*What this task involves*.
Collect every line of the items below that contains the string "sign" and copy each of those lines verbatim.
* START Given entries *
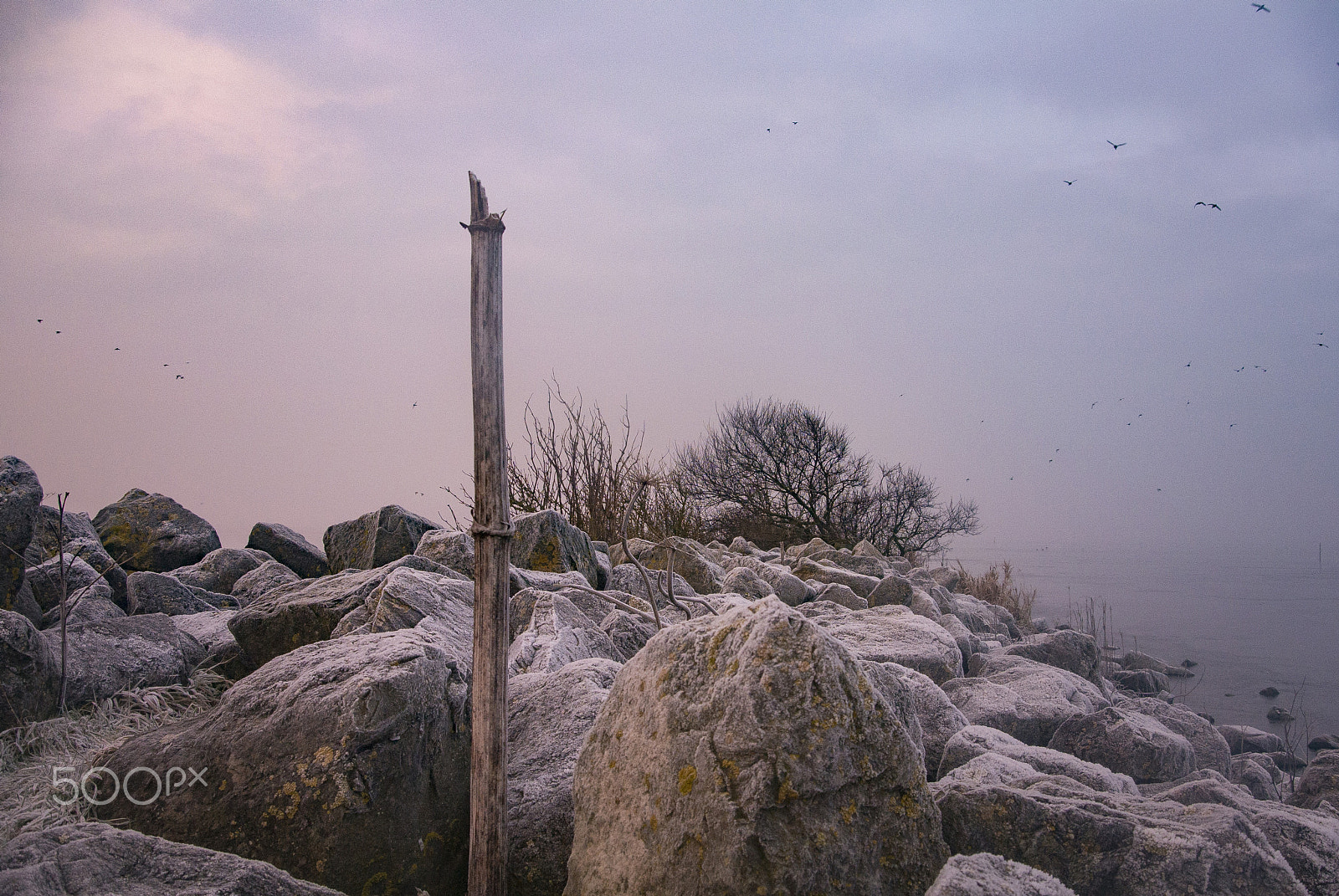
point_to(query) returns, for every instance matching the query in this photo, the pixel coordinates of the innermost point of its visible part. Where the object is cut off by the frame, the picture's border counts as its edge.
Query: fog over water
(243, 221)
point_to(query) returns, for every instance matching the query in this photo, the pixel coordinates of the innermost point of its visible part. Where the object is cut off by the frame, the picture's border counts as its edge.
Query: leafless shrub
(997, 586)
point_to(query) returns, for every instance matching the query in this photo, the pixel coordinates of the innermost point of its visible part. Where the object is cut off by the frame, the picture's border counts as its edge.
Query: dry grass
(997, 586)
(30, 753)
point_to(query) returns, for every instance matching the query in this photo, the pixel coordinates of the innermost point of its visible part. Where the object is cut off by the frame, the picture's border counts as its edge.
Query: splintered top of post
(480, 216)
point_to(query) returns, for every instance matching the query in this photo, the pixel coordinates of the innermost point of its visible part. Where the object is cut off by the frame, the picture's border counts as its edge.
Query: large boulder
(110, 655)
(546, 541)
(80, 540)
(30, 673)
(82, 581)
(220, 570)
(261, 580)
(548, 719)
(690, 561)
(1069, 650)
(1243, 738)
(89, 858)
(986, 873)
(157, 592)
(453, 550)
(153, 533)
(437, 602)
(1319, 782)
(743, 753)
(20, 496)
(1211, 749)
(823, 573)
(894, 634)
(1106, 842)
(375, 539)
(789, 586)
(975, 740)
(1129, 742)
(308, 610)
(1307, 840)
(290, 548)
(343, 762)
(556, 635)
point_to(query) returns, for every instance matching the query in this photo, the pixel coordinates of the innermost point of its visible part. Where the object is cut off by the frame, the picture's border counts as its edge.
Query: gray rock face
(894, 634)
(890, 590)
(290, 548)
(1307, 840)
(1243, 738)
(156, 592)
(153, 533)
(742, 580)
(1211, 749)
(789, 586)
(82, 540)
(375, 539)
(990, 875)
(936, 715)
(20, 496)
(30, 673)
(840, 595)
(221, 568)
(1069, 650)
(546, 541)
(408, 597)
(627, 579)
(1128, 742)
(109, 655)
(82, 581)
(261, 580)
(977, 740)
(89, 858)
(452, 550)
(354, 769)
(823, 573)
(690, 561)
(549, 717)
(1258, 773)
(746, 751)
(1144, 681)
(1321, 781)
(308, 610)
(211, 630)
(1106, 842)
(1022, 697)
(559, 634)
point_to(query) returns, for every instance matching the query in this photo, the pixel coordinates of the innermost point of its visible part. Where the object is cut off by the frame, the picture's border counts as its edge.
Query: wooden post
(492, 532)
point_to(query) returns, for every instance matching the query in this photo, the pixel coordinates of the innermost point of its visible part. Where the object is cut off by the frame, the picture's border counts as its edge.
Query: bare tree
(782, 472)
(573, 461)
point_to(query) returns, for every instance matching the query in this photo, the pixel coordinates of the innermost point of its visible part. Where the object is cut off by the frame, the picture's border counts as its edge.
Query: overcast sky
(861, 207)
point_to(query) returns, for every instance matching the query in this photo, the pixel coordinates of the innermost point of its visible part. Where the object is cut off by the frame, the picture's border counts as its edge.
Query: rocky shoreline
(816, 721)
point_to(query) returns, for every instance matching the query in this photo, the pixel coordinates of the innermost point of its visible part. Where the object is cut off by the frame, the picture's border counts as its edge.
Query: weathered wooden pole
(492, 532)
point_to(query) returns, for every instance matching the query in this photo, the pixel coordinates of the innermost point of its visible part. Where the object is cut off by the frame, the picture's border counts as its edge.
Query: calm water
(1249, 621)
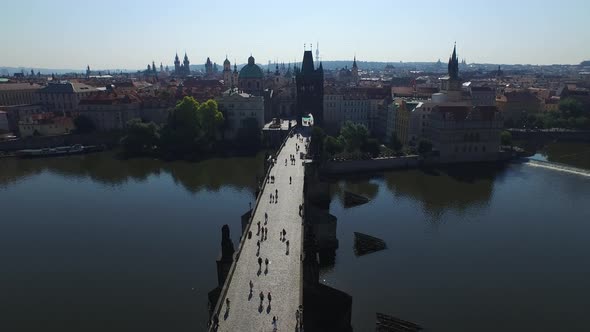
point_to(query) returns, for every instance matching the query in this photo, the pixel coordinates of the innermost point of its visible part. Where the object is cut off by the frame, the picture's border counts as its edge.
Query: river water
(91, 243)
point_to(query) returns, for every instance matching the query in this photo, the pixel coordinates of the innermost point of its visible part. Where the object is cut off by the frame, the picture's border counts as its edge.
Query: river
(92, 243)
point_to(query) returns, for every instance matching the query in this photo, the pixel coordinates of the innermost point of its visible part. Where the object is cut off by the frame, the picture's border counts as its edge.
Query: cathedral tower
(310, 89)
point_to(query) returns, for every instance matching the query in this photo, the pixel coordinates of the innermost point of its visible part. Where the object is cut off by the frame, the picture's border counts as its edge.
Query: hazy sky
(131, 33)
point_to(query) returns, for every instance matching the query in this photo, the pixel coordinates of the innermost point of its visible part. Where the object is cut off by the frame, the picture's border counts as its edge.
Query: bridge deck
(283, 278)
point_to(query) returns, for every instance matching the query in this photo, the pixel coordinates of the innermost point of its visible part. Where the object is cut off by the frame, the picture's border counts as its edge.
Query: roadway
(282, 276)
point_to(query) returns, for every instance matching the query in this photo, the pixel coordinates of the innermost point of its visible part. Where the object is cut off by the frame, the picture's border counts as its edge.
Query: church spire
(453, 67)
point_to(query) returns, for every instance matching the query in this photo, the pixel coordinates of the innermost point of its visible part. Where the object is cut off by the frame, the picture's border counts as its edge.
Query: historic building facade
(230, 79)
(182, 69)
(251, 78)
(237, 108)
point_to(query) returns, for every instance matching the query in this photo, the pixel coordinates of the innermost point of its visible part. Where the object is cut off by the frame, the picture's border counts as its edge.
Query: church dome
(251, 70)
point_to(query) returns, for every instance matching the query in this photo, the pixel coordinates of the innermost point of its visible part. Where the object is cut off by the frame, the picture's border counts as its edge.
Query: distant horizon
(220, 65)
(132, 34)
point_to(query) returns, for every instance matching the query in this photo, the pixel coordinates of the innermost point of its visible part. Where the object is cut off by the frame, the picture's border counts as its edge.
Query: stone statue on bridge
(227, 246)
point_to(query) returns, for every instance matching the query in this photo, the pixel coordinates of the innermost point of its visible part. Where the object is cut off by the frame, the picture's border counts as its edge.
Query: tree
(332, 145)
(249, 135)
(210, 118)
(353, 135)
(424, 147)
(317, 140)
(84, 124)
(182, 133)
(395, 143)
(506, 138)
(141, 138)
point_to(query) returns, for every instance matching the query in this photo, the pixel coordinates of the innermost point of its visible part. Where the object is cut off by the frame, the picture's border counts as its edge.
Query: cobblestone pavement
(282, 276)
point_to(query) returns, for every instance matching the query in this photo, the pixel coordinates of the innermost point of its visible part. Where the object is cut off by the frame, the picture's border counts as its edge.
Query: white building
(359, 105)
(237, 108)
(65, 96)
(460, 129)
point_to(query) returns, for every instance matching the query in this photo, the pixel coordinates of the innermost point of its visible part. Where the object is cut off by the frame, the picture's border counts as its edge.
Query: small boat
(365, 244)
(352, 199)
(57, 151)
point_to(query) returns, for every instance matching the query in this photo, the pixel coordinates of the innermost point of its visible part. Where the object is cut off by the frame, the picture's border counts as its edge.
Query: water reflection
(210, 175)
(437, 189)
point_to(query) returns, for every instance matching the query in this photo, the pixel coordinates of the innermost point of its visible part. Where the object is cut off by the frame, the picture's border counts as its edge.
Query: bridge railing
(237, 254)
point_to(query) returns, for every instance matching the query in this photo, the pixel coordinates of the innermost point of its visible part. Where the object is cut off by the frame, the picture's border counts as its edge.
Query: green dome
(251, 70)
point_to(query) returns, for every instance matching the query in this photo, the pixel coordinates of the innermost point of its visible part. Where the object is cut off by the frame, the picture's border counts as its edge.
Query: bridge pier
(223, 266)
(325, 308)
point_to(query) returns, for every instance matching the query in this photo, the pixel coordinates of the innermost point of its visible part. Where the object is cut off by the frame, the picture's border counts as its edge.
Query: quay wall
(369, 165)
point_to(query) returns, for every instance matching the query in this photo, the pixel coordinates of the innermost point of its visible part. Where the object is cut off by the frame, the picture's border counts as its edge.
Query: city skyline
(66, 35)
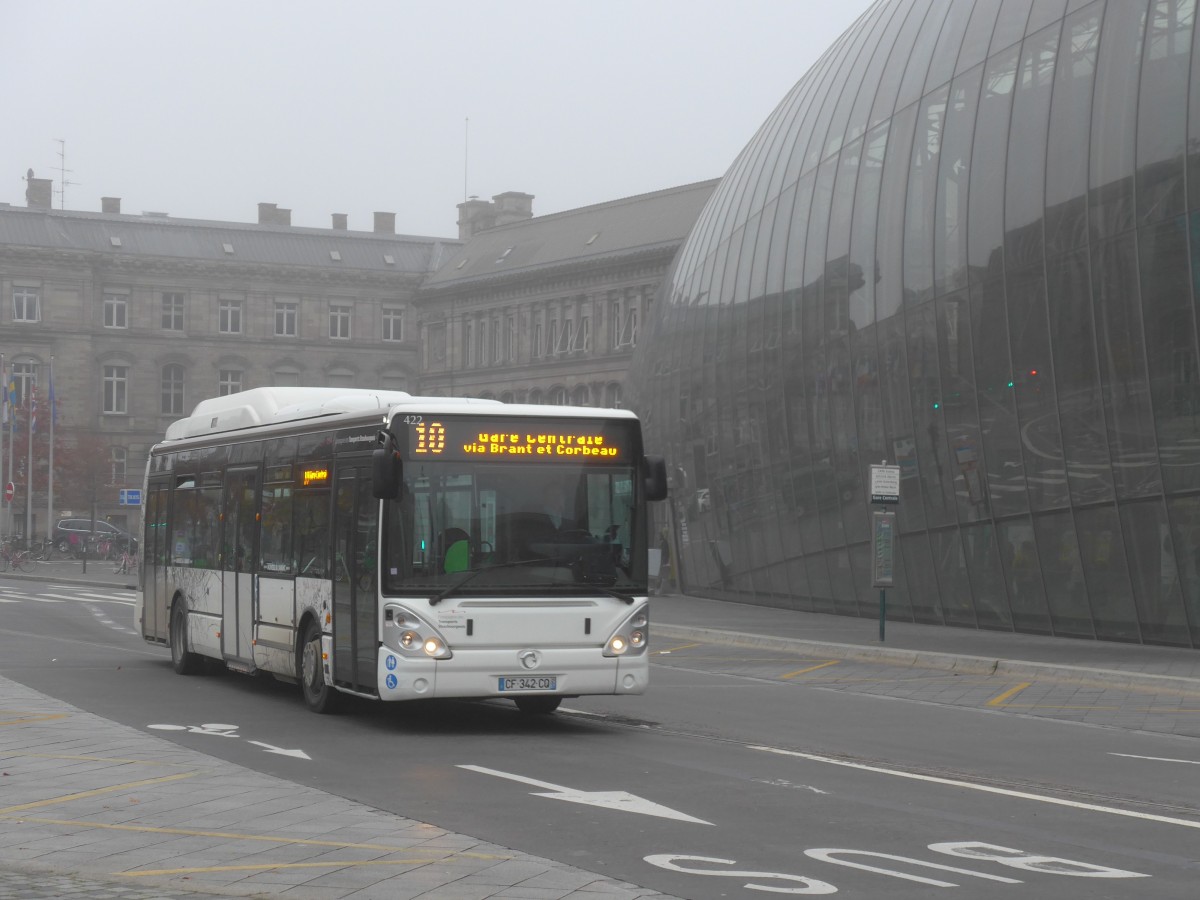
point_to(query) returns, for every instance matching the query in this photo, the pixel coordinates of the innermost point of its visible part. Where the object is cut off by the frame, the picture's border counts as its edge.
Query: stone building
(145, 315)
(547, 310)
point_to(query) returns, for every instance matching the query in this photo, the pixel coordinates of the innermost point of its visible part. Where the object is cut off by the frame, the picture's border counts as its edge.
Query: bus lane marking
(609, 799)
(983, 789)
(1157, 759)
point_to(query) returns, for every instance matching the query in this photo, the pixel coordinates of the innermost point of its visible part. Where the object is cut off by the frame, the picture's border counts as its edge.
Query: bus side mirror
(655, 478)
(385, 469)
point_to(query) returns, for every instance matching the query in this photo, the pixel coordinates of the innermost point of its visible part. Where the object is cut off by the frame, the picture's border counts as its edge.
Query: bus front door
(355, 609)
(155, 559)
(238, 556)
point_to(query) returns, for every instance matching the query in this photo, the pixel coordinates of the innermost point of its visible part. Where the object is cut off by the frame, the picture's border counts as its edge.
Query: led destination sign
(537, 441)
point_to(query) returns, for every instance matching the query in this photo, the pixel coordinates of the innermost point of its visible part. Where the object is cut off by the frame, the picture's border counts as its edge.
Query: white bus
(399, 547)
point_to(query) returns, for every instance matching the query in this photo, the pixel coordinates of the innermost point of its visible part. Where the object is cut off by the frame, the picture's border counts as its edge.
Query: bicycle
(17, 559)
(126, 563)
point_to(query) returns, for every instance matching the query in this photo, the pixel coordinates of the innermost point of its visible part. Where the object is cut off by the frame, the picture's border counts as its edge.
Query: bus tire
(183, 660)
(538, 706)
(318, 696)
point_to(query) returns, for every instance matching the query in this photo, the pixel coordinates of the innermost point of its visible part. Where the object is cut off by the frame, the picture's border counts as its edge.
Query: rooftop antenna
(63, 174)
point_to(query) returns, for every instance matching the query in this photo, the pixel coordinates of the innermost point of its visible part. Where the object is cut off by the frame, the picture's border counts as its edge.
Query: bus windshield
(513, 528)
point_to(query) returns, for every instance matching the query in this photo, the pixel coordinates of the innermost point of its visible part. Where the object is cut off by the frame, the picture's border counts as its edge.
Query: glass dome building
(967, 244)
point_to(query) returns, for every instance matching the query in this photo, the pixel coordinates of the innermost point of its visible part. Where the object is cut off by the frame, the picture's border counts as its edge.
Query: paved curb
(929, 659)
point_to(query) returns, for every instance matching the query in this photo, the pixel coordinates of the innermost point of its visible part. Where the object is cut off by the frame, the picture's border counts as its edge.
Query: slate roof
(606, 231)
(149, 235)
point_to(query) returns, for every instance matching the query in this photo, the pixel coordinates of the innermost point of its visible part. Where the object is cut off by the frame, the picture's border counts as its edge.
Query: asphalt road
(733, 777)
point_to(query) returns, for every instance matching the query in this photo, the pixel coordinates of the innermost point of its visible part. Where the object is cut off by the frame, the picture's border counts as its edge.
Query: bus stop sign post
(885, 491)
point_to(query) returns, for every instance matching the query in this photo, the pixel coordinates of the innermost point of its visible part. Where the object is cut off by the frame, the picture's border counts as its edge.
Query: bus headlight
(631, 636)
(411, 636)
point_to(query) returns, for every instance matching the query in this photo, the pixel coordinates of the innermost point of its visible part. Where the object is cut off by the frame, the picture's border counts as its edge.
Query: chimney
(270, 214)
(39, 191)
(513, 207)
(474, 216)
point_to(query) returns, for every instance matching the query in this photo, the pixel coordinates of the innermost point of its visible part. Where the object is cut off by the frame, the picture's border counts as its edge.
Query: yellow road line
(329, 864)
(1008, 695)
(681, 647)
(25, 718)
(13, 755)
(811, 669)
(222, 835)
(97, 792)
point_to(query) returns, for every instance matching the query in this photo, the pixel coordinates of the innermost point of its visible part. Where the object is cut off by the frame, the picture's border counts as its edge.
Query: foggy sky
(204, 109)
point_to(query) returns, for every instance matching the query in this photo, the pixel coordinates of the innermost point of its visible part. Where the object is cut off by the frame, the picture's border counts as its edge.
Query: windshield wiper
* END Given entries *
*Worked solution*.
Query: led destination sign
Query: bus stop sign post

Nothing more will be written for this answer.